Exercise task: Collect every line below that contains the string "segment", matching case, and copy each one in full.

Data shown:
# # # #
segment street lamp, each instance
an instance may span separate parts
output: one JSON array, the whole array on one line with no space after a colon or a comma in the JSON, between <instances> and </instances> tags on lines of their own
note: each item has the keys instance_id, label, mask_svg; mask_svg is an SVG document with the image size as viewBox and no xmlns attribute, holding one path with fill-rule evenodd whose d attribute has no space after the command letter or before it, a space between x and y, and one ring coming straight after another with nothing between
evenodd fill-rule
# # # #
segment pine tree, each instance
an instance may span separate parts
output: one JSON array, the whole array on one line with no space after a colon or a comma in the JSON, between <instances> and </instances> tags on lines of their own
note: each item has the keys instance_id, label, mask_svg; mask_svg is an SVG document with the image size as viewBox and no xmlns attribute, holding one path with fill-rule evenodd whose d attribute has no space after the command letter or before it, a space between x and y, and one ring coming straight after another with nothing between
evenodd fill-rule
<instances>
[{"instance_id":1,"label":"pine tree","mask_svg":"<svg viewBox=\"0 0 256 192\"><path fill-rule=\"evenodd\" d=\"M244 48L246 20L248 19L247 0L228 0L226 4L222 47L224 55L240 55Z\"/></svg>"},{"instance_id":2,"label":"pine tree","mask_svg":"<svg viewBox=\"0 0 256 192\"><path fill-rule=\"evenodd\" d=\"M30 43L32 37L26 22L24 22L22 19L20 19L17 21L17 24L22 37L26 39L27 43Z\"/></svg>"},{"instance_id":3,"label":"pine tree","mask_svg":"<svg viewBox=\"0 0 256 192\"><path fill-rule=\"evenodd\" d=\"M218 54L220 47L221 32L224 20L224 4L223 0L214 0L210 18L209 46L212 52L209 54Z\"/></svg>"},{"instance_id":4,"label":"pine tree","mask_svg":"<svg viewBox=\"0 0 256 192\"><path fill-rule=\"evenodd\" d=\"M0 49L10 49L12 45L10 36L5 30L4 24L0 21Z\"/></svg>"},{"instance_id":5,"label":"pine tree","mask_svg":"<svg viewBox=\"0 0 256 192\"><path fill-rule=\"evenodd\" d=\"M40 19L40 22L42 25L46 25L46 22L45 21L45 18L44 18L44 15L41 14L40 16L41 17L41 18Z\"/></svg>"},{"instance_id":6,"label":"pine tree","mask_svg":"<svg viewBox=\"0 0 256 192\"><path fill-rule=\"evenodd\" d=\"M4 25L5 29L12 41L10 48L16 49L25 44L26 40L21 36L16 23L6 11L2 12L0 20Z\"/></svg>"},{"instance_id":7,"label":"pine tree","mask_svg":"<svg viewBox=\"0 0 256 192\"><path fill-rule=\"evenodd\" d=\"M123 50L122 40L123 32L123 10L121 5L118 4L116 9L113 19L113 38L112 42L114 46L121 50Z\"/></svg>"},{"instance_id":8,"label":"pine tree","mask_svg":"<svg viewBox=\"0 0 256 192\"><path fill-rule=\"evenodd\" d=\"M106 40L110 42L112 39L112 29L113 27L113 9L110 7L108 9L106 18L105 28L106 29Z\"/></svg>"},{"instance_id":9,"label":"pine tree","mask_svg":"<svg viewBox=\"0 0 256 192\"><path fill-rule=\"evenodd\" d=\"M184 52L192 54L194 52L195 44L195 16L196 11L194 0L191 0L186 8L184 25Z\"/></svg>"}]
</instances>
# # # #
Result below:
segment street lamp, each instance
segment pine tree, each instance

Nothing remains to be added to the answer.